═════ Reading text
The gigantic eighteen-wheeler belching black smoke and airplane contrails in a clear blue sky are hallmarks of the long-distance shipping industry. A lot of what they carry is food. Like all of the other stuff we move around the planet, food often travels vast distances. I can’t speak for anyone else, but as a proponent of environmental sustainability, I’m happy to eat locally-sourced food not just because it’s fresh, but because I think it causes less pollution.

If you search for the answer to the question, ‘How much do food miles matter when it comes to carbon emissions?’ the response from many concerned researchers is, ‘Not as much as you might think.‘

This is a fine-grained issue that (like piles of produce at the supermarket) has been picked over extensively. Harvard’s Gary Adamkiewicz says, “The short answer is that buying local food is a good principle, but not a universal rule.” He cites the Environmental Working Group’s research on pollution caused by production compared to ‘post-farmgate pollution’, which includes pollution from transportation. It’s about what you eat. In almost all cases, pollution from production dwarfs post-farmgate pollution.

But in some cases, shipping does matter. Adamkiewicz cites the Journal of Wine Research, which found that, in America, wine from France had a smaller carbon footprint than California’s Napa Valley wine. According to Adamkiewicz, “A French wine can have a smaller carbon footprint than wine from Napa Valley since the ocean transport has a smaller footprint than a cross-country trip by diesel truck.” Effectively, it’s less impactful, in terms of GHG (Greenhouse Gas), to ship French wine across the ocean to New York, than to truck Napa Valley wine there. When it comes to a product such as wine, which has a minimal production footprint, transportation is the main generator of greenhouse gas emissions.

This issue can spark vehemence. In an article for New Scientist, Michael Le Page goes so far as to say, “Stop buying organic food if you want to save the planet”. He relies mainly on a study from Julius McGee at the University of Oregon, Eugene, which associates the rise in organic production with an overall rise in agricultural GHG emissions. McGee’s study basically says there are some bad actors in the certified organic business whose production emissions offset the gains made by more conscientious farms.
══════════
═════ Information given
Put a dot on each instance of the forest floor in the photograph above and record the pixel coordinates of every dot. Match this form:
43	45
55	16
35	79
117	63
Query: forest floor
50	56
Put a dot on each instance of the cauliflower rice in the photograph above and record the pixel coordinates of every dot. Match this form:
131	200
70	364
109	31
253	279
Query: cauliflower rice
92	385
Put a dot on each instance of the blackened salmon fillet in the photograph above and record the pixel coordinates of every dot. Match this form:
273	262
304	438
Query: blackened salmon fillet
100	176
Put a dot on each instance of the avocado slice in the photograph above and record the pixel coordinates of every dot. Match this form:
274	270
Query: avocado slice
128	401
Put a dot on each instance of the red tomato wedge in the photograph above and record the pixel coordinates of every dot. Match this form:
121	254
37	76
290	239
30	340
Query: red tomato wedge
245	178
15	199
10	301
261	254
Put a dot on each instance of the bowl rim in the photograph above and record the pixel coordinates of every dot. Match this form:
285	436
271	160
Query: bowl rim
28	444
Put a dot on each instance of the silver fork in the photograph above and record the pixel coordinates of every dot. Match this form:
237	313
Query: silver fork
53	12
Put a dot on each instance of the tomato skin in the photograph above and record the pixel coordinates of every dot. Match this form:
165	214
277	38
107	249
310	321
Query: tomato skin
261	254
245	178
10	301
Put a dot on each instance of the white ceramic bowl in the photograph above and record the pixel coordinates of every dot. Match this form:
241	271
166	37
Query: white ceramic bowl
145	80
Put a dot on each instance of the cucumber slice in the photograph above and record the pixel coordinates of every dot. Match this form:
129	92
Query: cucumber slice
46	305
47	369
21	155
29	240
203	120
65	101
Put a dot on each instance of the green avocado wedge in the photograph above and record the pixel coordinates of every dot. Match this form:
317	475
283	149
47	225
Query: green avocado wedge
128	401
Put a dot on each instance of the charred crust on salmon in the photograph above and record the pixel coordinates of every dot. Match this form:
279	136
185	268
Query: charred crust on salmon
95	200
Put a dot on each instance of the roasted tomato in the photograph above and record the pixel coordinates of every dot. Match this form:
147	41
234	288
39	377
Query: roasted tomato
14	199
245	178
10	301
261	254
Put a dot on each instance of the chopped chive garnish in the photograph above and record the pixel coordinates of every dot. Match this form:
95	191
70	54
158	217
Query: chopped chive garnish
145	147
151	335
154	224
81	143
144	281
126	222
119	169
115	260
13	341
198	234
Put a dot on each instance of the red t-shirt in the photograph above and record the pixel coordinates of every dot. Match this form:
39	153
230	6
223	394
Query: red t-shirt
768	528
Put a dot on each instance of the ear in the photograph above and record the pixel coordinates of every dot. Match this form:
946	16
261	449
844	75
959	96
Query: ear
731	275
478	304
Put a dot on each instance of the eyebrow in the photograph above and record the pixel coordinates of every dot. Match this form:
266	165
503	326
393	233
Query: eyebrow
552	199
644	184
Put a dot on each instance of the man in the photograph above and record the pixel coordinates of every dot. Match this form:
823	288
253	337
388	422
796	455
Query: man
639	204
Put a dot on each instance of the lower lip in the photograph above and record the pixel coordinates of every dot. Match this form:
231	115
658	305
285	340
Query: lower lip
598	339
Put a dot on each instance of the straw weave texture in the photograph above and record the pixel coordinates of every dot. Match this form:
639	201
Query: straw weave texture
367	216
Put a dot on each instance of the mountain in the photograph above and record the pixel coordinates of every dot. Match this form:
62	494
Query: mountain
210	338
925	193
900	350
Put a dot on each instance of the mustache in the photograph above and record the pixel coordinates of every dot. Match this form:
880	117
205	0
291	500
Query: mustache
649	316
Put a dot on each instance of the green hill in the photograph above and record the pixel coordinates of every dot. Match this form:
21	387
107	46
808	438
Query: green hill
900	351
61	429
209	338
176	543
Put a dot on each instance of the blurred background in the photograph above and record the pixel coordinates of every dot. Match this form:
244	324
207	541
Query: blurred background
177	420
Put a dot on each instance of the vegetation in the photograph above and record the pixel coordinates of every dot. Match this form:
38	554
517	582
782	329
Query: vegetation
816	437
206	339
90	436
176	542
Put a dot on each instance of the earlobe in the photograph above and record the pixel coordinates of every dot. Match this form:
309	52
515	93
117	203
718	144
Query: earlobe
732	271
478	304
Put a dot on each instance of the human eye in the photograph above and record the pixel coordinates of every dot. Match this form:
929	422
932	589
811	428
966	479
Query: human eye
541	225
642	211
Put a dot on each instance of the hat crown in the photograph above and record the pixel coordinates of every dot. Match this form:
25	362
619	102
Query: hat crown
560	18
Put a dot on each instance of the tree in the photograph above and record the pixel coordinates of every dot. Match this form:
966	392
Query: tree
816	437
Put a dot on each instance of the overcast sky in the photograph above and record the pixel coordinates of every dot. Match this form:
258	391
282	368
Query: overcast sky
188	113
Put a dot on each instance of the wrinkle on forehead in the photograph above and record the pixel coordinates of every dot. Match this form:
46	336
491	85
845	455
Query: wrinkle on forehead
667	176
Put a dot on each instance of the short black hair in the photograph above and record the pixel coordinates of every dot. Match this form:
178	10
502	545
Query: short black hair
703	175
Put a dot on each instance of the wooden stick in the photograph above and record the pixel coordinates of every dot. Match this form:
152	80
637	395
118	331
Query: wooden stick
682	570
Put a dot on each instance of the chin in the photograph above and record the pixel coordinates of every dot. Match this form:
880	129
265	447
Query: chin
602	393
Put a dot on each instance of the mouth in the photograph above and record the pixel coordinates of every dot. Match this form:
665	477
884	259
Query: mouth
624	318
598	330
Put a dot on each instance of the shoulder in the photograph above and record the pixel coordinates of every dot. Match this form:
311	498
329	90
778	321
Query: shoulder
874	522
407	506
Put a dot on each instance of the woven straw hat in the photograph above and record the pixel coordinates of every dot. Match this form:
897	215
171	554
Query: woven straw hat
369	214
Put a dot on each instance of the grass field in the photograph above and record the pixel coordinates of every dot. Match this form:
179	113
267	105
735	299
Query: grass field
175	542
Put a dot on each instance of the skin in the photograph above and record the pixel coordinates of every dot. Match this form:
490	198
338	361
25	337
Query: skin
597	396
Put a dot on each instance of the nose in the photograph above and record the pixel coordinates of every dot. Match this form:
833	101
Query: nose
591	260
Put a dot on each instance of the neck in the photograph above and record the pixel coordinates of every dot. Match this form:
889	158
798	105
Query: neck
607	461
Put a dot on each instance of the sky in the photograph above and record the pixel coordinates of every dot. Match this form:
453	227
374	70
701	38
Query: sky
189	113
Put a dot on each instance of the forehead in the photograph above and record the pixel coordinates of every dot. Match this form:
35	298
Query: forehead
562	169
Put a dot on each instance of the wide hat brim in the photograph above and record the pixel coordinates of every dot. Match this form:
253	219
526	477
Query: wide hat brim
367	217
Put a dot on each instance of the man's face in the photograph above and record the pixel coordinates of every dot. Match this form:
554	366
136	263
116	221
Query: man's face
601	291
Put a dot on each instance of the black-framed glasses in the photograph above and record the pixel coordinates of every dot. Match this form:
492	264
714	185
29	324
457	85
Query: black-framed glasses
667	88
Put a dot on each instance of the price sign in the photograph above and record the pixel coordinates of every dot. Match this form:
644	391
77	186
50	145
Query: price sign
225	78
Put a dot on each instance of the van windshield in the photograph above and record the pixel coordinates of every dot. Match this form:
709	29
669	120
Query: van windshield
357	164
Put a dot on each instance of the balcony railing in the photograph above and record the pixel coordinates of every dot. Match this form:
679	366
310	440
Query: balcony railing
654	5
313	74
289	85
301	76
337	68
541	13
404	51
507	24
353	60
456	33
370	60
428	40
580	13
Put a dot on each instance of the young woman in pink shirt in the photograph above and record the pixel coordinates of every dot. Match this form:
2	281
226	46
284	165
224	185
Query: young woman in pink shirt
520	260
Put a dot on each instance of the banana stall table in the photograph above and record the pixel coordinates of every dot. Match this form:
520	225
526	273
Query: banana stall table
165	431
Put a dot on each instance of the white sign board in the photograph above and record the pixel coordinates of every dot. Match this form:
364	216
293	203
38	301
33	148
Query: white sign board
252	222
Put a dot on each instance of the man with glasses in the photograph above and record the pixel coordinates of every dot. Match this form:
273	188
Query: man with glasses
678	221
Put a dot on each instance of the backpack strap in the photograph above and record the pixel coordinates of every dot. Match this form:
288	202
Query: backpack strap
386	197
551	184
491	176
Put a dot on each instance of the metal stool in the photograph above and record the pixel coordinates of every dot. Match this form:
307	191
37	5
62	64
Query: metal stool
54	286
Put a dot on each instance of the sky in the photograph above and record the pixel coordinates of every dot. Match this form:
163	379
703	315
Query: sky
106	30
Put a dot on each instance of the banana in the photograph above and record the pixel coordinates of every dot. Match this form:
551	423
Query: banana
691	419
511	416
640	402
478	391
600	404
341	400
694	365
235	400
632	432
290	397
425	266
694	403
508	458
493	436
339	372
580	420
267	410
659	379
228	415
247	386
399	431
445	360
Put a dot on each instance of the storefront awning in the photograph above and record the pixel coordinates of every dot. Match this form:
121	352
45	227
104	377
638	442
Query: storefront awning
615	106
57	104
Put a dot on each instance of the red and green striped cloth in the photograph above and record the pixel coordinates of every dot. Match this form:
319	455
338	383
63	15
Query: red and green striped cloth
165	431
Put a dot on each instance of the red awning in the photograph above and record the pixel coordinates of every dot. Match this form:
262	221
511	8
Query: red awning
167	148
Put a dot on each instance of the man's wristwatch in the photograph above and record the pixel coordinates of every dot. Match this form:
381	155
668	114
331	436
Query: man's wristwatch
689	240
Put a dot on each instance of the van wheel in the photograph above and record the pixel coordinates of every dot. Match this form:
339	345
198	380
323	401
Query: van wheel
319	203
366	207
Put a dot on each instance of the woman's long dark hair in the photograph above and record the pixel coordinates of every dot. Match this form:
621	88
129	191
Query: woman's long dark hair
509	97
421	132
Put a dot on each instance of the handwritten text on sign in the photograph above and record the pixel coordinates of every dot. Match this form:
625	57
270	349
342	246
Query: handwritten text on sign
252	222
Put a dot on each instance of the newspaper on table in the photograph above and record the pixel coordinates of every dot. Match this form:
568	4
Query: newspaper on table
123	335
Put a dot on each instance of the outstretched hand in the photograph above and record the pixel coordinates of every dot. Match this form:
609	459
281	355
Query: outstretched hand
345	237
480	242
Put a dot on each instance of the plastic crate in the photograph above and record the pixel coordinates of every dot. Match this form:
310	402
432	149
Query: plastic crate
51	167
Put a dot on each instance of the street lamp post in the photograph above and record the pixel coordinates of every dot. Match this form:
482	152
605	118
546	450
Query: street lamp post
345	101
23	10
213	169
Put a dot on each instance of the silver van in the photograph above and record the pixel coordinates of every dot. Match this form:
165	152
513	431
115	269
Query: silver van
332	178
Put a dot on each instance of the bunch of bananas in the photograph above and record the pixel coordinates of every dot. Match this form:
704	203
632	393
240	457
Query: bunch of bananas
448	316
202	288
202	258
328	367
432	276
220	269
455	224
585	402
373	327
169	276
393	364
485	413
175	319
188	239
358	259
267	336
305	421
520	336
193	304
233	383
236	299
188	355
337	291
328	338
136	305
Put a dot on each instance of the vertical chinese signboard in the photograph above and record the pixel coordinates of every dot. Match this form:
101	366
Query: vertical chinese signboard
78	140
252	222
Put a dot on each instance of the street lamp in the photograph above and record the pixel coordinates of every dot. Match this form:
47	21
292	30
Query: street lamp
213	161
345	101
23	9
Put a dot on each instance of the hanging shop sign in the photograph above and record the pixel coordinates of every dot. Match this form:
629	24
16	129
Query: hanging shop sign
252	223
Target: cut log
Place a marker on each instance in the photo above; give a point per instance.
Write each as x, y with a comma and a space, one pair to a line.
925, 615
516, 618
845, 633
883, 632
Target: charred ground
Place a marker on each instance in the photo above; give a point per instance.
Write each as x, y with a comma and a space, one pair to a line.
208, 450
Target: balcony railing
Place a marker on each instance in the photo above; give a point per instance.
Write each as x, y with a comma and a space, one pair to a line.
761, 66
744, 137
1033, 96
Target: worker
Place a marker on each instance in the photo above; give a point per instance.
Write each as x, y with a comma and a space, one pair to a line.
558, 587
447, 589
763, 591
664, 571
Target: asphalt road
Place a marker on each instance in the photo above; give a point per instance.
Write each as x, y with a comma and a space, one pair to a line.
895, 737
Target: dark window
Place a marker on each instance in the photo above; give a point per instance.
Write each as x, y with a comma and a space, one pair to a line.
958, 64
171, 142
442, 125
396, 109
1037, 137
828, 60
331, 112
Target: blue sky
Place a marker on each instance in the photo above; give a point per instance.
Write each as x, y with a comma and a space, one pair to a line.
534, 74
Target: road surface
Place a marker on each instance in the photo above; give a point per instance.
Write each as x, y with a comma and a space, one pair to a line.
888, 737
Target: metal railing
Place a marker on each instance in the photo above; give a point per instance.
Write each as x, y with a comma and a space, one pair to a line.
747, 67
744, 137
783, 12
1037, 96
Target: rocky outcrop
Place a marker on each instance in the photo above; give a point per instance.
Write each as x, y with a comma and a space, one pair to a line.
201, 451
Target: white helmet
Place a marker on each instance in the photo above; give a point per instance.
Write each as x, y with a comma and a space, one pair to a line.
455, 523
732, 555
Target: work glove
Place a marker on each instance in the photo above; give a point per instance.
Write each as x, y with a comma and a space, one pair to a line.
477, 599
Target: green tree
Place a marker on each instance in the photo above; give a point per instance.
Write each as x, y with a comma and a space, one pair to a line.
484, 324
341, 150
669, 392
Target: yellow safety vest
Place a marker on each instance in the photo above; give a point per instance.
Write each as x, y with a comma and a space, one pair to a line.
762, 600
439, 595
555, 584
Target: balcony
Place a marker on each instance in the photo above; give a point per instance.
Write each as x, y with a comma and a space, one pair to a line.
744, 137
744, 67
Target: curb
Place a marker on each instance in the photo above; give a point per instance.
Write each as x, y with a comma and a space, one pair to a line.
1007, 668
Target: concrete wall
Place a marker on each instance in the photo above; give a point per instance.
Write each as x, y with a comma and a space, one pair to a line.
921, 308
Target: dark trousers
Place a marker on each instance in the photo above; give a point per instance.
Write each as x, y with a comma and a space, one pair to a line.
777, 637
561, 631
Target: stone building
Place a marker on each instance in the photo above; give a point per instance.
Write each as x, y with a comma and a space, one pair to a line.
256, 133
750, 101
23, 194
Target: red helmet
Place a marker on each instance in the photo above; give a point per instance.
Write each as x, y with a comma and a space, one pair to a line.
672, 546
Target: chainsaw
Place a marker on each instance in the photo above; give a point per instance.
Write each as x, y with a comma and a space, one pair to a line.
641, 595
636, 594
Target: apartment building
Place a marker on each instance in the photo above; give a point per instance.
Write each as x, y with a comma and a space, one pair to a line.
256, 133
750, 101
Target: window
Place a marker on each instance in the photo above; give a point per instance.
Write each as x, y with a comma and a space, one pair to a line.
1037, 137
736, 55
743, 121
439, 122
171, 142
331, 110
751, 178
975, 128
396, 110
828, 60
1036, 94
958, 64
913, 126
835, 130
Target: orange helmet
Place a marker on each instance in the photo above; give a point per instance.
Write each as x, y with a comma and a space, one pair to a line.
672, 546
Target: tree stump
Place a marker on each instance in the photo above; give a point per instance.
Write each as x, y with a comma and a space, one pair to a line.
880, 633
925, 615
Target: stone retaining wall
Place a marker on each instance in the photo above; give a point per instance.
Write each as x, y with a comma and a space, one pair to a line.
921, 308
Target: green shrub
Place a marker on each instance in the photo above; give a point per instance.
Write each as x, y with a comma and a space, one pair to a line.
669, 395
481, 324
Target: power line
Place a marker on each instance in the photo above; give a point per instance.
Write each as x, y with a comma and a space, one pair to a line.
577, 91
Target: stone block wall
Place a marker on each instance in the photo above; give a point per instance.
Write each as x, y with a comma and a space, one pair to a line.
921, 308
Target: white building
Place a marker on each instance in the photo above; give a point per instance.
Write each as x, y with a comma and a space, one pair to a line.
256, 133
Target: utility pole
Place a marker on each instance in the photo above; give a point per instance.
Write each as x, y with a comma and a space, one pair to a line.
══════════
### Given request A
In the food miles text, which university is Julius McGee at?
### Given request B
Find each line in the entries that contains the string "straw" and copy every such line.

### Exercise output A
The University of Oregon, Eugene.

### Exercise output B
Put a dot on each instance of the straw weave texture in the photograph above and record the pixel coordinates of every dot. Match this form:
Query: straw weave texture
Put a dot on each instance of the woven straw hat in the photograph above and record the pixel coordinates of every dot. Match this form:
Query: woven straw hat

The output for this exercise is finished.